[Bugfix] Expand quantization method support in perf metrics (#37231)

Signed-off-by: Thillai Chithambaram <thillaichithambaram.a@gmail.com>
2026-03-18 19:54:19 -04:00
parent 577df69b26
commit 828f862acb
2 changed files with 162 additions and 22 deletions
--- a/tests/v1/metrics/test_perf_metrics.py
+++ b/tests/v1/metrics/test_perf_metrics.py
@@ -7,6 +7,7 @@ Tests for the analytic estimators in metrics/flops.py.
 import types
 from types import SimpleNamespace

+import pytest
 from transformers.models.deepseek_v3.configuration_deepseek_v3 import DeepseekV3Config
 from transformers.models.llama4.configuration_llama4 import (
    Llama4Config,
@@ -21,10 +22,12 @@ from vllm.transformers_utils.model_arch_config_convertor import (
    ModelArchConfigConvertorBase,
 )
 from vllm.v1.metrics.perf import (
+    _QUANT_WEIGHT_BYTE_SIZE,
    AttentionMetrics,
    BaseConfigParser,
    ExecutionContext,
    FfnMetrics,
+    InvalidComponent,
    ModelMetrics,
    ParsedArgs,
    UnembedMetrics,
@@ -905,3 +908,116 @@ def test_attention_per_gpu_heads_not_evenly_divisible():
    assert per_gpu_flops > 0
    assert global_flops > 0
    assert global_flops > per_gpu_flops
+
+
+# INT4 / FP4 quantization methods (weight_byte_size == 0.5)

(Stored data entries)
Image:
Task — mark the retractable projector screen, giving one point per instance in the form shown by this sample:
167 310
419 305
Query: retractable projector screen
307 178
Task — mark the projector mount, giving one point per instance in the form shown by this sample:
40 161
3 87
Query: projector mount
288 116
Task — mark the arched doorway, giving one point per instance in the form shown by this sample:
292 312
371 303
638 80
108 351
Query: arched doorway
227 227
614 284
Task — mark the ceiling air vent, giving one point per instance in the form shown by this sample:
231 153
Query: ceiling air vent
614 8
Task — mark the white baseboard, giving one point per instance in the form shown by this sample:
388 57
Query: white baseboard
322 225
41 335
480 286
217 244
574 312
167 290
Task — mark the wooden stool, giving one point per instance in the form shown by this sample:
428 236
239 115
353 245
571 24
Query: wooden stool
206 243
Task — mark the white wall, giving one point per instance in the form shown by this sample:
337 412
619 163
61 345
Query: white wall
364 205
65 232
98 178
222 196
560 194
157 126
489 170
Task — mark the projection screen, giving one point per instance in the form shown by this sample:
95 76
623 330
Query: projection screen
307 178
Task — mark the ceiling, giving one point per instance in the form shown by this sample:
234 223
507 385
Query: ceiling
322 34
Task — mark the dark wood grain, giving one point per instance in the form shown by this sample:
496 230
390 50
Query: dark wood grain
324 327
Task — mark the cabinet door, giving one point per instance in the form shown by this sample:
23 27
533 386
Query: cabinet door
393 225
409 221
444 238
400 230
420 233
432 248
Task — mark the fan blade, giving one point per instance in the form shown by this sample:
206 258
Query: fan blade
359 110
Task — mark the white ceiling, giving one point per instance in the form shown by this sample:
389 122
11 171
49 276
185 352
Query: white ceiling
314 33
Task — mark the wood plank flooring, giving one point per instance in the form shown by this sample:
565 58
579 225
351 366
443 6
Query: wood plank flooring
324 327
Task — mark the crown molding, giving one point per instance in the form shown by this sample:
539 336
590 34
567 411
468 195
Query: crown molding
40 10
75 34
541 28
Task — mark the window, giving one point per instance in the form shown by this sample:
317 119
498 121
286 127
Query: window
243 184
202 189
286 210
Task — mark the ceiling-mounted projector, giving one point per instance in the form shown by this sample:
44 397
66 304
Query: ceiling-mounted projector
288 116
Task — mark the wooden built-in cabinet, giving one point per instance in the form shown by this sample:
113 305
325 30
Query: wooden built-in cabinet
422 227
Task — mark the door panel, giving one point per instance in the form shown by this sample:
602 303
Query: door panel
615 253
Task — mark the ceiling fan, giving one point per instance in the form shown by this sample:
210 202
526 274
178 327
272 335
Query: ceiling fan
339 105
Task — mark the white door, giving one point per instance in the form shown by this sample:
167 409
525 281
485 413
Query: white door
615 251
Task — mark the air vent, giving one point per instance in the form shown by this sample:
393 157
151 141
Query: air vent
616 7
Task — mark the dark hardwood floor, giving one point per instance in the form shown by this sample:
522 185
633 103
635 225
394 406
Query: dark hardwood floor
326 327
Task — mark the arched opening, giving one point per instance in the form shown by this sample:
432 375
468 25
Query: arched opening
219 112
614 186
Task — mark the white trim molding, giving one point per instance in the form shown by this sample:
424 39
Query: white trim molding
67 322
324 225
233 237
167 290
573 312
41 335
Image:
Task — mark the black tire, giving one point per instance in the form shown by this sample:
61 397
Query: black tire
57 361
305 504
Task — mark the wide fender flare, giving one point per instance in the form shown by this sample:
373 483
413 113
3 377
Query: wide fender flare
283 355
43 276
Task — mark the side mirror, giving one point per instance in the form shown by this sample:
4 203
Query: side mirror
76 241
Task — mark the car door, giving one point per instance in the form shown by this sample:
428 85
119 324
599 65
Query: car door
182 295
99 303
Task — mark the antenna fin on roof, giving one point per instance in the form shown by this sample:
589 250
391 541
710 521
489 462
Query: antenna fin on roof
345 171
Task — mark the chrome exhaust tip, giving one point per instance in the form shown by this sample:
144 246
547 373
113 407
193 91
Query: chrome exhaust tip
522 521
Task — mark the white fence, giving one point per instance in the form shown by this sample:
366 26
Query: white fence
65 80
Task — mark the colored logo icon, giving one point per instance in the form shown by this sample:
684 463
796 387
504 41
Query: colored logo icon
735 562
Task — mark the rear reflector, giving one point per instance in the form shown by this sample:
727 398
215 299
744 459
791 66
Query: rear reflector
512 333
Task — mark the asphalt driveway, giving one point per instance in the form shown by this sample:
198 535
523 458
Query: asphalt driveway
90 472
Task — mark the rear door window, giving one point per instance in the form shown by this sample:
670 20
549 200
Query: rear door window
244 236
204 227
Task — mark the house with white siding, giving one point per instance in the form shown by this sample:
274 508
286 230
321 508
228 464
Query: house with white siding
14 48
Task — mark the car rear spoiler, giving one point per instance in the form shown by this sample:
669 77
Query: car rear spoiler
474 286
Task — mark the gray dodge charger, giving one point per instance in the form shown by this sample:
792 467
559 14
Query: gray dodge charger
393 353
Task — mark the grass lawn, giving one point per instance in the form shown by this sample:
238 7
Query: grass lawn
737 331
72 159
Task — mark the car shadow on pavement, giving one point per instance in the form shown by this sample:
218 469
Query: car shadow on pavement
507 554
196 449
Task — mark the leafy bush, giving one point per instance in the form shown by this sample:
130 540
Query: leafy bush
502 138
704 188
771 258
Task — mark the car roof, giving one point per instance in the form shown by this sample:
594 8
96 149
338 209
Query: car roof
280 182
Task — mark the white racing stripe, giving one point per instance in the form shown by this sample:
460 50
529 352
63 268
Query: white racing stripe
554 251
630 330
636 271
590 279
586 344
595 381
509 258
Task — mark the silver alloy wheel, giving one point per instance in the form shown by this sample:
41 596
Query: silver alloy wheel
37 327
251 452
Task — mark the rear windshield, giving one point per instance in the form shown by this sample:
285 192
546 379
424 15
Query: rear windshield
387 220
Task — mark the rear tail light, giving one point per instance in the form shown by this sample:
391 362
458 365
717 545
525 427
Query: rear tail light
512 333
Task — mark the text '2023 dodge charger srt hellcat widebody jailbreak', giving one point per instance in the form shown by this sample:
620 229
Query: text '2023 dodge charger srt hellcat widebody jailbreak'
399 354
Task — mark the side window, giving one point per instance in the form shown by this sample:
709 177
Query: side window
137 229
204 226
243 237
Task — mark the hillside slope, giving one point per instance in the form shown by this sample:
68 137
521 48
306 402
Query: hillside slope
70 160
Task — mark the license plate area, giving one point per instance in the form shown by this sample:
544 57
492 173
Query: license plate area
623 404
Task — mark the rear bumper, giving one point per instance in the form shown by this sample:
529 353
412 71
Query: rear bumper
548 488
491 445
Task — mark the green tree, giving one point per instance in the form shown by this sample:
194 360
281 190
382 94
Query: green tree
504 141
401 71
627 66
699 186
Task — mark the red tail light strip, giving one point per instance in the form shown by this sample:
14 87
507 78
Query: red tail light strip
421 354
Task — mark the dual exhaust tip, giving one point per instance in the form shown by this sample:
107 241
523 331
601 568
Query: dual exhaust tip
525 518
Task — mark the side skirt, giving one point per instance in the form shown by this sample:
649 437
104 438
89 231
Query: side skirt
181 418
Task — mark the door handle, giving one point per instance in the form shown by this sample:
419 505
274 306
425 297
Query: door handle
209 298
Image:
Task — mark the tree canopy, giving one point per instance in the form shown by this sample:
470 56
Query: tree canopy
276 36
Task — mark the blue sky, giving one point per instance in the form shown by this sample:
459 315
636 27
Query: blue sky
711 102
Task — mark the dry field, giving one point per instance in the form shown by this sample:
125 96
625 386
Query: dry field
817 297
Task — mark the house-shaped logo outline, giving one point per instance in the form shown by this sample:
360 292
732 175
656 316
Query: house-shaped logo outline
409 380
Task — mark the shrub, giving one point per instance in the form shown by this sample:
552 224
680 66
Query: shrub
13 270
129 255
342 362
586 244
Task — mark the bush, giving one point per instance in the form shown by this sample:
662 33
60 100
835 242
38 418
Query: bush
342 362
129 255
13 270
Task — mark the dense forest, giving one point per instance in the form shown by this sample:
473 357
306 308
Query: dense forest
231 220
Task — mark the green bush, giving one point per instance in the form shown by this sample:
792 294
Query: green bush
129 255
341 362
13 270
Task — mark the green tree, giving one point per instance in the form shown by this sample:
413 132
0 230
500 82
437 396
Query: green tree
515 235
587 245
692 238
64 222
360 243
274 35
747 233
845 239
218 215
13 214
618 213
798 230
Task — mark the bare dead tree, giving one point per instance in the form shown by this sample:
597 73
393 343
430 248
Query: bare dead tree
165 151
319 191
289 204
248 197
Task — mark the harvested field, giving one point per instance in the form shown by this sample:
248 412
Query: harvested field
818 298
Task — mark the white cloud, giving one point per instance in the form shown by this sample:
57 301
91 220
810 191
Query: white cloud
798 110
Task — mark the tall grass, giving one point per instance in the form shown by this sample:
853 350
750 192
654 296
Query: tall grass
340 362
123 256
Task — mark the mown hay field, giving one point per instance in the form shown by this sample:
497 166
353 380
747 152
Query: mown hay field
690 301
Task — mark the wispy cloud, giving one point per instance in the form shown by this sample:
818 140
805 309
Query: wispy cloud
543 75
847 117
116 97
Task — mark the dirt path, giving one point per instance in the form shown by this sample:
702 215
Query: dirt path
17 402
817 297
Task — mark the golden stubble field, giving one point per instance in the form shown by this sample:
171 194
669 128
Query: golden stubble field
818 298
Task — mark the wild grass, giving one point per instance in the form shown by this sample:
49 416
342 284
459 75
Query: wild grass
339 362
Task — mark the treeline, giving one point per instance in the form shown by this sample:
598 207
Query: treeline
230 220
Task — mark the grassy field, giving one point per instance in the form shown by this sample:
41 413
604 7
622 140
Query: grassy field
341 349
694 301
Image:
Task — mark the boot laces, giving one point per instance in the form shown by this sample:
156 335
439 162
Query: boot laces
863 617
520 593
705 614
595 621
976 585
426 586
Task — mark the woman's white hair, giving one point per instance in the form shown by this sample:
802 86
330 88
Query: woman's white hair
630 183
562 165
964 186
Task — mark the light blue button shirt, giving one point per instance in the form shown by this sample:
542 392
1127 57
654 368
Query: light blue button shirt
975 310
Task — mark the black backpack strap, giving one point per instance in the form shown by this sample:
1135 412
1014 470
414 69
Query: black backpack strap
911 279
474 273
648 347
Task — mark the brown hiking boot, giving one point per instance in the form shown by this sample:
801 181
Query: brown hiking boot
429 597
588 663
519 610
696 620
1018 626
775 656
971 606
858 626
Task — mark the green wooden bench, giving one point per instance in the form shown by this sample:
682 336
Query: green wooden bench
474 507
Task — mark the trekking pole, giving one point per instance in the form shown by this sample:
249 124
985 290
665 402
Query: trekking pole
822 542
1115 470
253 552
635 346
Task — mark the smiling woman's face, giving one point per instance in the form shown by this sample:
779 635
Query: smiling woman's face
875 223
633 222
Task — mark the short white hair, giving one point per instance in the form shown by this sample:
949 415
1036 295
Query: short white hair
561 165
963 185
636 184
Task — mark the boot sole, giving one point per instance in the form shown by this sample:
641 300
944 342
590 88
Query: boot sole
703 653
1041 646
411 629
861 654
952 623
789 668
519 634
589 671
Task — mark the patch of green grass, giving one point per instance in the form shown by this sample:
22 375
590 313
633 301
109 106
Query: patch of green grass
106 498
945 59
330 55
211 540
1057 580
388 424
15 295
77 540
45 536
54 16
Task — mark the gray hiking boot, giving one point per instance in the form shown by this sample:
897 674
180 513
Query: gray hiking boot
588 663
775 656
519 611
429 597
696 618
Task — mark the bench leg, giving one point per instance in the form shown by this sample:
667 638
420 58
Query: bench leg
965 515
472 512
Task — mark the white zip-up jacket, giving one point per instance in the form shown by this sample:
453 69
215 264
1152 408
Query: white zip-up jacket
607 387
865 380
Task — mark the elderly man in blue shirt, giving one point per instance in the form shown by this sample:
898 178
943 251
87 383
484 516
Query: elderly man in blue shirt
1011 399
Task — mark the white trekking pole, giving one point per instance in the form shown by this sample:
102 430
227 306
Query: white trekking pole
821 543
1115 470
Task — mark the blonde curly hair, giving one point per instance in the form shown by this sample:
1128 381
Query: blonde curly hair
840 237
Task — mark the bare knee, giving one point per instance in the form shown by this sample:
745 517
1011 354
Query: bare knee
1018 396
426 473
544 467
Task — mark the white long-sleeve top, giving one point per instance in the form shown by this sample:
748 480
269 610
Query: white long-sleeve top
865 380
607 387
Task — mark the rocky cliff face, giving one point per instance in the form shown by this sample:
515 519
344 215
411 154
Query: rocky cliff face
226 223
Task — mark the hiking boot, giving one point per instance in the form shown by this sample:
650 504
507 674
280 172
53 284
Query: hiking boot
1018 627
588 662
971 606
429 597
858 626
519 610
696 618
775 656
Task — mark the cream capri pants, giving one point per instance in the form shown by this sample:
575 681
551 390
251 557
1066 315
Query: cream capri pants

=== TASKS ===
[A] According to the perf metrics commit, how many additions and deletions does the change make?
[B] Pick up the perf metrics commit after its last line and continue it.

=== ANSWERS TO THE EXERCISES ===
[A] 162 additions and 22 deletions.

[B]
+_INT4_FP4_METHODS = [m for m, s in _QUANT_WEIGHT_BYTE_SIZE.items() if s == 0.5]
+
+
+@pytest.mark.parametrize("quant_method", _INT4_FP4_METHODS)
+def test_quantization_config_parser_int4_methods(quant_method):
+    """Test quantization parsers with INT4/FP4 methods (0.5 bytes)."""
+
+    class MockQuantConfig:
+        def get_name(self):
+            return quant_method
+
+    hf_config = Qwen3Config(
+        hidden_size=2048,
+        num_attention_heads=16,
+        intermediate_size=8192,
+        num_hidden_layers=1,
+    )
+    vllm_config = create_mock_vllm_config(hf_config, quant_config=MockQuantConfig())
+
+    attn_result = AttentionMetrics.get_parser().parse(vllm_config)
+    assert attn_result.weight_byte_size == 0.5, (
+        f"Expected 0.5 for {quant_method}, got {attn_result.weight_byte_size}"
+    )
+
+    ffn_result = FfnMetrics.get_parser().parse(vllm_config)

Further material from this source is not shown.